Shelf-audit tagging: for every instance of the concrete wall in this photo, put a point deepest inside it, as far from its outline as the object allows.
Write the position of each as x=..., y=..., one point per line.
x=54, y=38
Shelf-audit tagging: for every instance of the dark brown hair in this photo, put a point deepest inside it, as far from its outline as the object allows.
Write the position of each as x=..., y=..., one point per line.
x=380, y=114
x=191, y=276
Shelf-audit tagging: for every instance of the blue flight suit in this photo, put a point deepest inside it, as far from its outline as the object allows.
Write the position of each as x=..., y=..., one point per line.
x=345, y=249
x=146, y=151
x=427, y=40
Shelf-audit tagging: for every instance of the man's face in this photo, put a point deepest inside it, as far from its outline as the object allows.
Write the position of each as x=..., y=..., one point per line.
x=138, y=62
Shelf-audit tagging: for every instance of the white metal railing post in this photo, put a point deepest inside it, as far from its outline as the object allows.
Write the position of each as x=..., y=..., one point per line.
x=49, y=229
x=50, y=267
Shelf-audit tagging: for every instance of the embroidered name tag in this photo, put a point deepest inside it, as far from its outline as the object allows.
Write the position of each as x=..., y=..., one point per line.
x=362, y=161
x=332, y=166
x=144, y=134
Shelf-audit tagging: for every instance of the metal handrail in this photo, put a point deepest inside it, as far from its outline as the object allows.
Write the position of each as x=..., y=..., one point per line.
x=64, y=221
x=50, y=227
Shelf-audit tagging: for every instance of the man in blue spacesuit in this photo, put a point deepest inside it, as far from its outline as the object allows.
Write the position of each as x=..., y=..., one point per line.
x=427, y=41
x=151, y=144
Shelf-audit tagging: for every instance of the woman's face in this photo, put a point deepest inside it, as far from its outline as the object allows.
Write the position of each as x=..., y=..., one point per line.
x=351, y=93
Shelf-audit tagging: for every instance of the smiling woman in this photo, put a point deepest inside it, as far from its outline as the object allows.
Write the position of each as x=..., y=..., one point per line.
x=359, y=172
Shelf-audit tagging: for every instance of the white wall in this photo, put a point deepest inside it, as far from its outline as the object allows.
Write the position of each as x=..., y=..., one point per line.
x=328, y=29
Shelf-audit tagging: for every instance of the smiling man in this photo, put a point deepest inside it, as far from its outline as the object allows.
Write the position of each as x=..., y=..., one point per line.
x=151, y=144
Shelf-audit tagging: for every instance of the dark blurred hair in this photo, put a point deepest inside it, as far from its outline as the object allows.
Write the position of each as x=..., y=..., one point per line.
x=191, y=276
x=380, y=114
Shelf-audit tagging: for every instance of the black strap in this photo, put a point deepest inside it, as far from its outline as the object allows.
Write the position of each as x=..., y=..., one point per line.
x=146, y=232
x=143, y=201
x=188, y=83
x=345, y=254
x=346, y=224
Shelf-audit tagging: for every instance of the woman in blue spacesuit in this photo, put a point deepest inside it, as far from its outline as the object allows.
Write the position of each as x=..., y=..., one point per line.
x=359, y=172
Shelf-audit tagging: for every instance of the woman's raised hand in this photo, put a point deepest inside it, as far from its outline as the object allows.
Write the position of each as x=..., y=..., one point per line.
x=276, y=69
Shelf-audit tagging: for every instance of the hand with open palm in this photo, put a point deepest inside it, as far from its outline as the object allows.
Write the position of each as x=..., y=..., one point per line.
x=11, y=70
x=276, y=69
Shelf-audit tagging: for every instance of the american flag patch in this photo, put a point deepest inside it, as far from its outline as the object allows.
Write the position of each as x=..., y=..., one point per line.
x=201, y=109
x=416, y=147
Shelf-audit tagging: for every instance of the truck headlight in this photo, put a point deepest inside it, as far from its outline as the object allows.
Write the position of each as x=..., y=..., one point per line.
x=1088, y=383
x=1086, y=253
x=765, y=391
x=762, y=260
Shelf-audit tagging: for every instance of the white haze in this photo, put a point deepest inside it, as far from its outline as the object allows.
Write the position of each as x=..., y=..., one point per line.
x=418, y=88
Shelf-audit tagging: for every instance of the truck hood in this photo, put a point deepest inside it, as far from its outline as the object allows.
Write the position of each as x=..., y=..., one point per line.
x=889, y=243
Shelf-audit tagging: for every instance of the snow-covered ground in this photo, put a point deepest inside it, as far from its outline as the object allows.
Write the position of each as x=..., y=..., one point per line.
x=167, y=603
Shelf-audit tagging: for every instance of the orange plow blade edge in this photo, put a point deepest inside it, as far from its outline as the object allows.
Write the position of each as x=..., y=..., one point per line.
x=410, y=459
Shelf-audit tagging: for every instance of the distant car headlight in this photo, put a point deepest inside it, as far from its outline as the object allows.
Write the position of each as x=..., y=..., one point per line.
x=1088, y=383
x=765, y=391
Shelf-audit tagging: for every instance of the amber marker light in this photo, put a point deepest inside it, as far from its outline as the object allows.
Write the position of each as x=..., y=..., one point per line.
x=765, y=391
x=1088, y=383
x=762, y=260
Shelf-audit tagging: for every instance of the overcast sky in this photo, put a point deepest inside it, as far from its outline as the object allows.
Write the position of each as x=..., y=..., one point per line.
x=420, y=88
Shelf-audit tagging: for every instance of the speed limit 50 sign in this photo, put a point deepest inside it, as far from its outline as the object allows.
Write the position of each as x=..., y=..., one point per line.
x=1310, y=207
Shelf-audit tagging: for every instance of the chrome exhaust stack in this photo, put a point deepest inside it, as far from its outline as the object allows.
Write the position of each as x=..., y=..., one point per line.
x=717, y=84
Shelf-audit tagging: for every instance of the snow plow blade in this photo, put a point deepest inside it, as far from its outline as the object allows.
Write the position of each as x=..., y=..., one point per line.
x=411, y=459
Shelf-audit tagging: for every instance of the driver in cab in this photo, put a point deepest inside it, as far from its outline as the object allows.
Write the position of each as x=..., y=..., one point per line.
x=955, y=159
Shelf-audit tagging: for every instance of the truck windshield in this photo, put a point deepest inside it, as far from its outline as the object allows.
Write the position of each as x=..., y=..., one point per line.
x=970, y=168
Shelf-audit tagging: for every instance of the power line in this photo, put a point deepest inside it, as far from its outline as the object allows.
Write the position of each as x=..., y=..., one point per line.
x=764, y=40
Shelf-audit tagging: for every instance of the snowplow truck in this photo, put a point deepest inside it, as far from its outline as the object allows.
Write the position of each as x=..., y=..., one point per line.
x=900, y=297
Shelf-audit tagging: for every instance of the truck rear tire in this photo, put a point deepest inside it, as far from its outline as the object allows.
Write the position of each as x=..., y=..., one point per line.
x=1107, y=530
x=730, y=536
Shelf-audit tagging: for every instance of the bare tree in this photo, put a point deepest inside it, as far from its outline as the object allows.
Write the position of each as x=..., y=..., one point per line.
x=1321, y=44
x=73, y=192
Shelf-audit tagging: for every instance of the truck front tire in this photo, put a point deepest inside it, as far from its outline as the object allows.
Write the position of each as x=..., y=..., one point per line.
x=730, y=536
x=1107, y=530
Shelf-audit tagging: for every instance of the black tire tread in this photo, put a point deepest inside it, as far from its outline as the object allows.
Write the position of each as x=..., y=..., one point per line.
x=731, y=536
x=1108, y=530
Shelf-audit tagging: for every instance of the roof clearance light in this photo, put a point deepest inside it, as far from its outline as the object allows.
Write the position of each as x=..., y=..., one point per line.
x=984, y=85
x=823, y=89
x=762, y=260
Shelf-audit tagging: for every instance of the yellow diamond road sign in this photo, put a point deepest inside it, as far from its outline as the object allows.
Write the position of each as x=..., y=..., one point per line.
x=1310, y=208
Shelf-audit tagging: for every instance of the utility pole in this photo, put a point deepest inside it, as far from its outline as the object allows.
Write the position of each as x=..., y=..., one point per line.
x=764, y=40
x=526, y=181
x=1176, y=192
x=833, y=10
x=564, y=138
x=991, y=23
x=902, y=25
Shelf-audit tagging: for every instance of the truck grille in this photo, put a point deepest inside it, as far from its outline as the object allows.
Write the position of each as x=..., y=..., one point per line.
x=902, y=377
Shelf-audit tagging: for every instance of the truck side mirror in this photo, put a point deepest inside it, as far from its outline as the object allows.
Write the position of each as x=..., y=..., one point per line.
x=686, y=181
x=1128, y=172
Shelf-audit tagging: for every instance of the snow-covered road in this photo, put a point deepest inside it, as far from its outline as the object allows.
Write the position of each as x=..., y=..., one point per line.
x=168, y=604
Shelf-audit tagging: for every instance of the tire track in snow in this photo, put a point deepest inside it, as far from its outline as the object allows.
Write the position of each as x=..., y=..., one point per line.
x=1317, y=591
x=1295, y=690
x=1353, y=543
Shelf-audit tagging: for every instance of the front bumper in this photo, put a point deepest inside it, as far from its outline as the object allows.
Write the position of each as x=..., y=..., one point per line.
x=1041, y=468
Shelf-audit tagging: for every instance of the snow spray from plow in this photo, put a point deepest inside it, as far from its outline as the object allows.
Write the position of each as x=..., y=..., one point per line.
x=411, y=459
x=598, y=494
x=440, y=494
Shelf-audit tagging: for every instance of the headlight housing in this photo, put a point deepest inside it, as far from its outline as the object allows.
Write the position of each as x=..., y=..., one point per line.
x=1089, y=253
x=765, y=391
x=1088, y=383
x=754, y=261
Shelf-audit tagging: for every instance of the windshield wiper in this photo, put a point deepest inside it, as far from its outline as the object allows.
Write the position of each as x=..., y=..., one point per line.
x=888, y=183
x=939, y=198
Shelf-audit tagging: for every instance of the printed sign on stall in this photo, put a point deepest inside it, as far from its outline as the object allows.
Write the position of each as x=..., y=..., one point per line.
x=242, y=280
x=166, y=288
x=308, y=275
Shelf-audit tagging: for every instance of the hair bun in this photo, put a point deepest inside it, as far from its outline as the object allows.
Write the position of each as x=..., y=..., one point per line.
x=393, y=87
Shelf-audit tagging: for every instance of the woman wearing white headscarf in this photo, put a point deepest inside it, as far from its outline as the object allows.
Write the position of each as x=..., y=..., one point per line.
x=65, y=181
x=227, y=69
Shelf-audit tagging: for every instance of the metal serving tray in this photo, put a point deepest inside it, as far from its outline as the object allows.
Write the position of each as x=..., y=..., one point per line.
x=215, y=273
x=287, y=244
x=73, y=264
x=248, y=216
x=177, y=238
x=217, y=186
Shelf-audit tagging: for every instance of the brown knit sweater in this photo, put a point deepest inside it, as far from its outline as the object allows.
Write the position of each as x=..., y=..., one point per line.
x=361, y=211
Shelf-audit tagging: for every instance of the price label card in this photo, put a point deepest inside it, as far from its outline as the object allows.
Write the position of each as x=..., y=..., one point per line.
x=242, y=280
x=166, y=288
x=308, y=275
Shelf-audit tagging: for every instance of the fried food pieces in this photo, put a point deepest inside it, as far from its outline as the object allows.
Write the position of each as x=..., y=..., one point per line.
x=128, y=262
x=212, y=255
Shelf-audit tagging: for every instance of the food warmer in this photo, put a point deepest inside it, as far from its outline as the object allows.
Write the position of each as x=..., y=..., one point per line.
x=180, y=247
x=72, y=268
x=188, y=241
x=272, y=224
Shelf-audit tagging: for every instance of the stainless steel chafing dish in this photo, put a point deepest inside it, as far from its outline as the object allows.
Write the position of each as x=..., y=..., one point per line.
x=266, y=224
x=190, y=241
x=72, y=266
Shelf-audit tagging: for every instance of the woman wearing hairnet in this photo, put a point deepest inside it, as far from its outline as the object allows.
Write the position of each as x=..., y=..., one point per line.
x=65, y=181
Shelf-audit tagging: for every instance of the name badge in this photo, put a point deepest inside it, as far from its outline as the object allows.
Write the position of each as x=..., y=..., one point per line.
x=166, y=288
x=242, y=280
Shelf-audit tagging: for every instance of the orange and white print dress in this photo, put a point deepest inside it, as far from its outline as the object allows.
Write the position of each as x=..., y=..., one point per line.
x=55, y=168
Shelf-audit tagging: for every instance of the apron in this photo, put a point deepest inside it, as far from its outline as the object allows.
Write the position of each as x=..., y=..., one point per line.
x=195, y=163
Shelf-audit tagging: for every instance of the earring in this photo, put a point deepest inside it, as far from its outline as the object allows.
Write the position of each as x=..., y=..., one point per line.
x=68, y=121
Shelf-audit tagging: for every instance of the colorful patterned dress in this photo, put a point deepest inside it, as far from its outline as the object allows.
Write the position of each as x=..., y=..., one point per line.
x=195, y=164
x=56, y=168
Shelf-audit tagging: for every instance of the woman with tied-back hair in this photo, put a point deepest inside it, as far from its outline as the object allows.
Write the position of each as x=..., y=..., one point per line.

======

■ **Tarea a realizar**
Cita literalmente las líneas de las entradas de arriba: comienza en la línea que contiene "Shelf-audit tagging: for every instance of the driver" y detente después de la línea que contiene "x=970, y=168".

■ **Resultado**
Shelf-audit tagging: for every instance of the driver in cab in this photo, put a point deepest inside it, as far from its outline as the object allows.
Write the position of each as x=..., y=..., one point per line.
x=955, y=159
Shelf-audit tagging: for every instance of the truck windshield in this photo, put a point deepest inside it, as far from its outline as the object allows.
Write the position of each as x=..., y=..., one point per line.
x=970, y=168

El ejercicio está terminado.